» **What you need to do**:
A – From the KIP-770 email thread, transcribe the stretch from "Bumping this thread" through "you talked about.".
B – Answer these questions about the KIP-770 email thread:
(i) What wording did Matthias ask to use in place of "per processing topology"?
(ii) What did Luke Chen suggest doing with the old config instead of renaming it directly?
(iii) On what date did Sagar bump the thread?

» **Document excerpt**:
☆ ☆ ☆ ☆

Re: [DISCUSS] KIP-770: Replace "buffered.records.per.partition" with "input.buffer.max.bytes"

Sagar Mon, 20 Sep 2021 10:04:07 -0700

Hi All,

Bumping this thread again.


Thanks!
Sagar.

On Sat, Sep 11, 2021 at 2:04 PM Sagar <sagarmeansoc...@gmail.com> wrote:

> Hi Mathias,
>
> I missed out on the metrics part.
>
> I have added the new metric in the proposed changes section along with the
> small re-wording that you talked about.
>
> Let me know if that makes sense.
>
> Thanks!
> Sagar.
>
> On Fri, Sep 10, 2021 at 3:45 AM Matthias J. Sax <mj...@apache.org> wrote:
>
>> Thanks for the KIP.
>>
>> There was some discussion about adding a metric on the thread, but the
>> KIP does not contain anything about it. Did we drop this suggestion or
>> was the KIP not updated accordingly?
>>
>>
>> Nit:
>>
>> > This would be a global config applicable per processing topology
>>
>> Can we change this to `per Kafka Streams instance.`
>>
>> Atm, a Stream instance executes a single topology, so it does not make
>> any effective difference right now. However, it seems better (more
>> logical) to bind the config to the instance (not the topology the
>> instance executes).
>>
>>
>> -Matthias
>>
>> On 9/2/21 6:08 AM, Sagar wrote:
>> > Thanks Guozhang and Luke.
>> >
>> > I have updated the KIP with all the suggested changes.
>> >
>> > Do you think we could start voting for this?
>> >
>> > Thanks!
>> > Sagar.
>> >
>> > On Thu, Sep 2, 2021 at 8:26 AM Luke Chen <show...@gmail.com> wrote:
>> >
>> >> Thanks for the KIP. Overall LGTM.
>> >>
>> >> Just one thought, if we "rename" the config directly as mentioned in
>> the
>> >> KIP, would that break existing applications?
>> >> Should we deprecate the old one first, and make the old/new names
>> co-exist
>> >> for some period of time?

☆ ☆ ☆ ☆

» **Dataset content**:
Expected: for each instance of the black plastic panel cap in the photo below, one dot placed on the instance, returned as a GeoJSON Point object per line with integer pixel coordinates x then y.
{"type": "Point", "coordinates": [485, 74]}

☆ ☆ ☆ ☆

» **Solutions for each task**:
A –
Bumping this thread again.


Thanks!
Sagar.

On Sat, Sep 11, 2021 at 2:04 PM Sagar <sagarmeansoc...@gmail.com> wrote:

> Hi Mathias,
>
> I missed out on the metrics part.
>
> I have added the new metric in the proposed changes section along with the
> small re-wording that you talked about.

B –
(i) "per Kafka Streams instance."
(ii) Deprecate the old one first and let the old and new names co-exist for some period of time.
(iii) Monday, September 20, 2021.